Goal: Reproduce every row below with each occurrence of "query" changed to "label" and all other text left unchanged. Omit the pictures from the output.

Input rows:
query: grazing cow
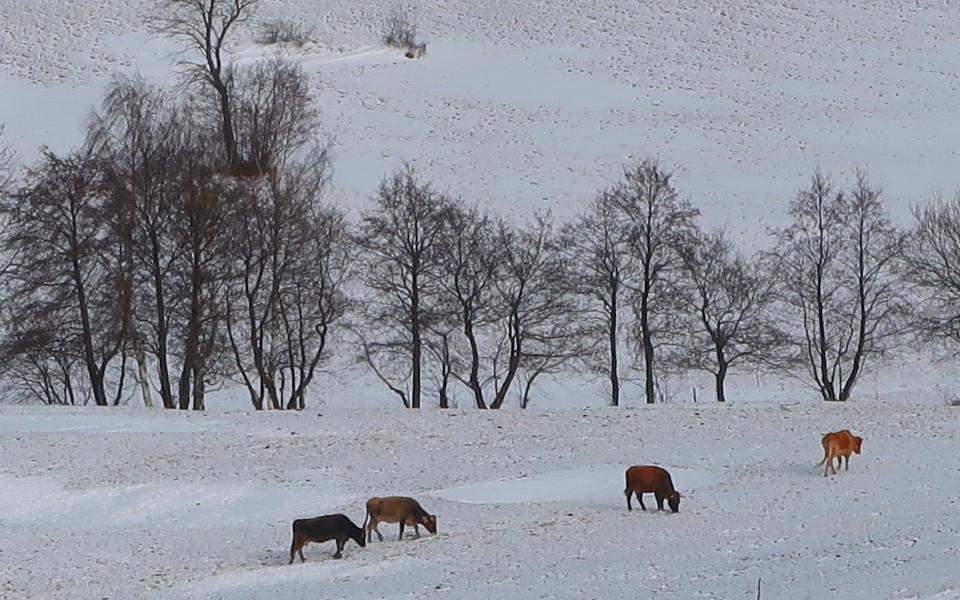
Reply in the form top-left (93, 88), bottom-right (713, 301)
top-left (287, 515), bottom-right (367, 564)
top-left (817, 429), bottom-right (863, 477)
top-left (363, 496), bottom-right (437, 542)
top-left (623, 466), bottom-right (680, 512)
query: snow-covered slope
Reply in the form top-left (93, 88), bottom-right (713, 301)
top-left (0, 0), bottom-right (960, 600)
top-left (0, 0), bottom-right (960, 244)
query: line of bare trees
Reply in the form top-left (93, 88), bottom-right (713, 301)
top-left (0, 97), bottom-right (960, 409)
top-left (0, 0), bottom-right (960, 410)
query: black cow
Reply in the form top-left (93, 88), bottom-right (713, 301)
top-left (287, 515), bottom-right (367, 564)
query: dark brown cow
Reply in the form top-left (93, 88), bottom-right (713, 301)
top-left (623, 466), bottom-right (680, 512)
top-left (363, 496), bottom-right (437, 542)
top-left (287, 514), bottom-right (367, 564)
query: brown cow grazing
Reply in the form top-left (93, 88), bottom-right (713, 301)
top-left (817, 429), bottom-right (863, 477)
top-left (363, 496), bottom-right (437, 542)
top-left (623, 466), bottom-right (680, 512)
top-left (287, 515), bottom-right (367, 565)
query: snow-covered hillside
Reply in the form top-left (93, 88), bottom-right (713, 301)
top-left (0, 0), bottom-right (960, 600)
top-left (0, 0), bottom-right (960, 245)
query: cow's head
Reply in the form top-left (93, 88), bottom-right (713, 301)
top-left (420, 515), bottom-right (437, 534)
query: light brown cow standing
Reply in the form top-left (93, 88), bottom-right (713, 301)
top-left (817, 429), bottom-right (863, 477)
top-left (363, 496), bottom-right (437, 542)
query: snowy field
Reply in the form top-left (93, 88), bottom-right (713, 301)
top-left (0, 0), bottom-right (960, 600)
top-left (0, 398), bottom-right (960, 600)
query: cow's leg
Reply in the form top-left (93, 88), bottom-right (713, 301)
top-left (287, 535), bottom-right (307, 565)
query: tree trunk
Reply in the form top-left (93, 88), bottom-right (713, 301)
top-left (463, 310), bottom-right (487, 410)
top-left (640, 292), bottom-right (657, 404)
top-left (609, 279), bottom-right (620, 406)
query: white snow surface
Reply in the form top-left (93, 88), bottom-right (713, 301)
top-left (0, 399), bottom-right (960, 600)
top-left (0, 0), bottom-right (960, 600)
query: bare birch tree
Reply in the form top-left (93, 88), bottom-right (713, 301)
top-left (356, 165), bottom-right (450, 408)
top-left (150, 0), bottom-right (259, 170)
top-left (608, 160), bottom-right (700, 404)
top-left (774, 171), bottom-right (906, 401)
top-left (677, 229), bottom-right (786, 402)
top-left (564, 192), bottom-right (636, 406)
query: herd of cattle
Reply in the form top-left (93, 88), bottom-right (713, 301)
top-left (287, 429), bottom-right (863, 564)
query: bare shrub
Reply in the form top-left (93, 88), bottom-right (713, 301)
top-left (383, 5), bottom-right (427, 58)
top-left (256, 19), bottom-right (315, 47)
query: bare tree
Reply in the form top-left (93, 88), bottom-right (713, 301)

Result of the exercise:
label: grazing cow
Reply in the form top-left (93, 88), bottom-right (713, 301)
top-left (287, 515), bottom-right (367, 564)
top-left (817, 429), bottom-right (863, 477)
top-left (363, 496), bottom-right (437, 542)
top-left (623, 466), bottom-right (680, 512)
label: snow-covered slope
Reply in the form top-left (93, 88), bottom-right (713, 301)
top-left (0, 0), bottom-right (960, 600)
top-left (0, 0), bottom-right (960, 244)
label: line of bare trees
Reply in the form top-left (93, 88), bottom-right (713, 301)
top-left (0, 97), bottom-right (960, 409)
top-left (0, 0), bottom-right (960, 410)
label: black cow
Reply in the form top-left (93, 88), bottom-right (713, 301)
top-left (287, 515), bottom-right (367, 564)
label: dark brown cow
Reply in the form top-left (93, 88), bottom-right (713, 301)
top-left (623, 466), bottom-right (680, 512)
top-left (363, 496), bottom-right (437, 542)
top-left (287, 514), bottom-right (367, 564)
label: brown cow grazing
Reply in the form top-left (93, 88), bottom-right (713, 301)
top-left (817, 429), bottom-right (863, 477)
top-left (363, 496), bottom-right (437, 542)
top-left (623, 466), bottom-right (680, 512)
top-left (287, 515), bottom-right (367, 565)
label: snow-covered hillside
Reply in the form top-left (93, 88), bottom-right (713, 301)
top-left (0, 0), bottom-right (960, 600)
top-left (0, 0), bottom-right (960, 245)
label: cow's head
Reply in the form top-left (93, 88), bottom-right (713, 301)
top-left (420, 515), bottom-right (437, 534)
label: light brown cow standing
Reply in the form top-left (93, 88), bottom-right (713, 301)
top-left (817, 429), bottom-right (863, 477)
top-left (363, 496), bottom-right (437, 542)
label: snowy field
Reply in the form top-left (93, 88), bottom-right (713, 301)
top-left (0, 0), bottom-right (960, 600)
top-left (0, 398), bottom-right (960, 600)
label: cow's leg
Reply in the form top-left (93, 88), bottom-right (713, 301)
top-left (287, 535), bottom-right (307, 565)
label: tree trunk
Reply in the form top-left (93, 88), bottom-right (713, 301)
top-left (463, 310), bottom-right (487, 410)
top-left (640, 292), bottom-right (657, 404)
top-left (609, 279), bottom-right (620, 406)
label: white snow surface
Reply in the form top-left (93, 88), bottom-right (713, 301)
top-left (0, 399), bottom-right (960, 600)
top-left (0, 0), bottom-right (960, 600)
label: bare birch tree
Reply in the form top-left (93, 88), bottom-right (713, 301)
top-left (356, 165), bottom-right (450, 408)
top-left (150, 0), bottom-right (259, 170)
top-left (608, 160), bottom-right (700, 404)
top-left (774, 171), bottom-right (906, 401)
top-left (677, 229), bottom-right (786, 402)
top-left (564, 192), bottom-right (636, 406)
label: herd of cattle
Reply in the form top-left (93, 88), bottom-right (713, 301)
top-left (287, 429), bottom-right (863, 564)
label: bare shrub
Reply in the form top-left (93, 88), bottom-right (713, 301)
top-left (383, 5), bottom-right (427, 58)
top-left (256, 19), bottom-right (315, 47)
label: bare tree
Reply in the form top-left (93, 88), bottom-right (713, 301)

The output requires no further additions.